### Your instructions
Reproduce the listing below verbatim.

### Records supplied
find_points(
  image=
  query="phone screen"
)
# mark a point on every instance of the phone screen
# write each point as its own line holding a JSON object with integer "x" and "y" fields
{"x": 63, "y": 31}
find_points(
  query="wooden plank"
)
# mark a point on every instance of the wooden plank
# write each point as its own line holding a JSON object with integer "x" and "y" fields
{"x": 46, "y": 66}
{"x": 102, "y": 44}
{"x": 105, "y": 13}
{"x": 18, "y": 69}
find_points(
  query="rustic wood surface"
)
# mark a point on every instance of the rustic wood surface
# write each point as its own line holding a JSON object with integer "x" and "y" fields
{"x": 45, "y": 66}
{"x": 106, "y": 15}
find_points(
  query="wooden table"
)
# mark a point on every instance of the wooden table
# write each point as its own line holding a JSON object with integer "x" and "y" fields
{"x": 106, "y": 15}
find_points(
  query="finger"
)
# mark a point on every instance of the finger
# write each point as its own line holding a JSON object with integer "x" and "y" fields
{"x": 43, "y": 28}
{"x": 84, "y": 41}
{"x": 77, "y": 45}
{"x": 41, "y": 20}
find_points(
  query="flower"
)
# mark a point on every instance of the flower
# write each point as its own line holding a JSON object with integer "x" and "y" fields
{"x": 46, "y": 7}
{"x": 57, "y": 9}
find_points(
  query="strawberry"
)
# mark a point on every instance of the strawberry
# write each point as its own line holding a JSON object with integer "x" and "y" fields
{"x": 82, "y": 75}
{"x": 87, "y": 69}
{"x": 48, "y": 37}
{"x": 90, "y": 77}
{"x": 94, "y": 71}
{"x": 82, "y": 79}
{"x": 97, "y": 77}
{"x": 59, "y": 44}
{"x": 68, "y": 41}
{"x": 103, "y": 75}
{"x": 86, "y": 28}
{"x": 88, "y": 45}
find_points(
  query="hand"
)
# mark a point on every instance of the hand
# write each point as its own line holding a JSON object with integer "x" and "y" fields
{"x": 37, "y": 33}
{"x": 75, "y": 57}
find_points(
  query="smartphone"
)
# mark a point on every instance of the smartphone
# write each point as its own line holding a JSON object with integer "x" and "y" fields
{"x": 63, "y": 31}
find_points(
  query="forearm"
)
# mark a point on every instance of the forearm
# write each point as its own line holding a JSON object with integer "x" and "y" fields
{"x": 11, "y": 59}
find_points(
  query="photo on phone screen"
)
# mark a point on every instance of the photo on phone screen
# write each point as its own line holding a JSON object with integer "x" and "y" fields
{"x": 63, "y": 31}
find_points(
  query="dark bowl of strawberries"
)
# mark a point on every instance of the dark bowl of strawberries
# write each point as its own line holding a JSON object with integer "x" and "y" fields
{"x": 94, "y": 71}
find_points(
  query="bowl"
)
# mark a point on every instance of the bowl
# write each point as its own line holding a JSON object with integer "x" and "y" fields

### Complete output
find_points(
  image=
  query="phone screen"
)
# mark a point on every instance of the phone screen
# write each point as its own line holding a JSON object with integer "x" and "y" fields
{"x": 63, "y": 31}
find_points(
  query="wooden plank"
)
# mark a point on every instance of the wooden plank
# write each point as its own line holding a JSON object with integer "x" and "y" fields
{"x": 46, "y": 66}
{"x": 102, "y": 44}
{"x": 105, "y": 13}
{"x": 18, "y": 69}
find_points(
  query="rustic wood surface"
)
# mark a point on every instance of the rustic wood surface
# write each point as its own line holding a JSON object with integer "x" and "y" fields
{"x": 45, "y": 66}
{"x": 106, "y": 15}
find_points(
  query="wooden table"
)
# mark a point on every instance of the wooden table
# write each point as its own line holding a JSON object with integer "x" and "y" fields
{"x": 106, "y": 15}
find_points(
  query="finger"
)
# mark a point on every instance of the finger
# write each point as its own line holding a JSON object with integer "x" and "y" fields
{"x": 43, "y": 28}
{"x": 84, "y": 41}
{"x": 77, "y": 45}
{"x": 41, "y": 20}
find_points(
  query="flower"
)
# mark a point on every instance of the flower
# write each point as its own line holding a JSON object with integer "x" and "y" fields
{"x": 46, "y": 7}
{"x": 57, "y": 9}
find_points(
  query="strawberry"
)
# mark a point on every instance of the strawberry
# write each point as its own line holding a JSON object with integer "x" and "y" fields
{"x": 82, "y": 75}
{"x": 87, "y": 69}
{"x": 48, "y": 37}
{"x": 90, "y": 77}
{"x": 94, "y": 71}
{"x": 82, "y": 79}
{"x": 97, "y": 77}
{"x": 59, "y": 44}
{"x": 68, "y": 41}
{"x": 103, "y": 75}
{"x": 86, "y": 28}
{"x": 88, "y": 45}
find_points(
  query="hand"
)
# mark a point on every instance of the hand
# write each point as its own line holding a JSON object with integer "x" and "y" fields
{"x": 37, "y": 33}
{"x": 75, "y": 57}
find_points(
  query="smartphone"
)
# mark a point on every instance of the smartphone
# write each point as its own line holding a JSON object with integer "x" and "y" fields
{"x": 63, "y": 31}
find_points(
  query="forearm"
)
# mark a point on every instance of the forearm
# write each point as its own line holding a JSON object with integer "x" and "y" fields
{"x": 11, "y": 59}
find_points(
  query="photo on phone screen"
)
# mark a point on every instance of the photo on phone screen
# write each point as its own line holding a JSON object with integer "x" and "y" fields
{"x": 63, "y": 31}
find_points(
  query="dark bowl of strawberries"
)
# mark a point on every instance of the dark bowl of strawberries
# write each point as its own line holding a JSON object with integer "x" and "y" fields
{"x": 94, "y": 71}
find_points(
  query="bowl"
)
# mark a point on every instance of the bowl
# write each point as its own line holding a JSON object with integer "x" and "y" fields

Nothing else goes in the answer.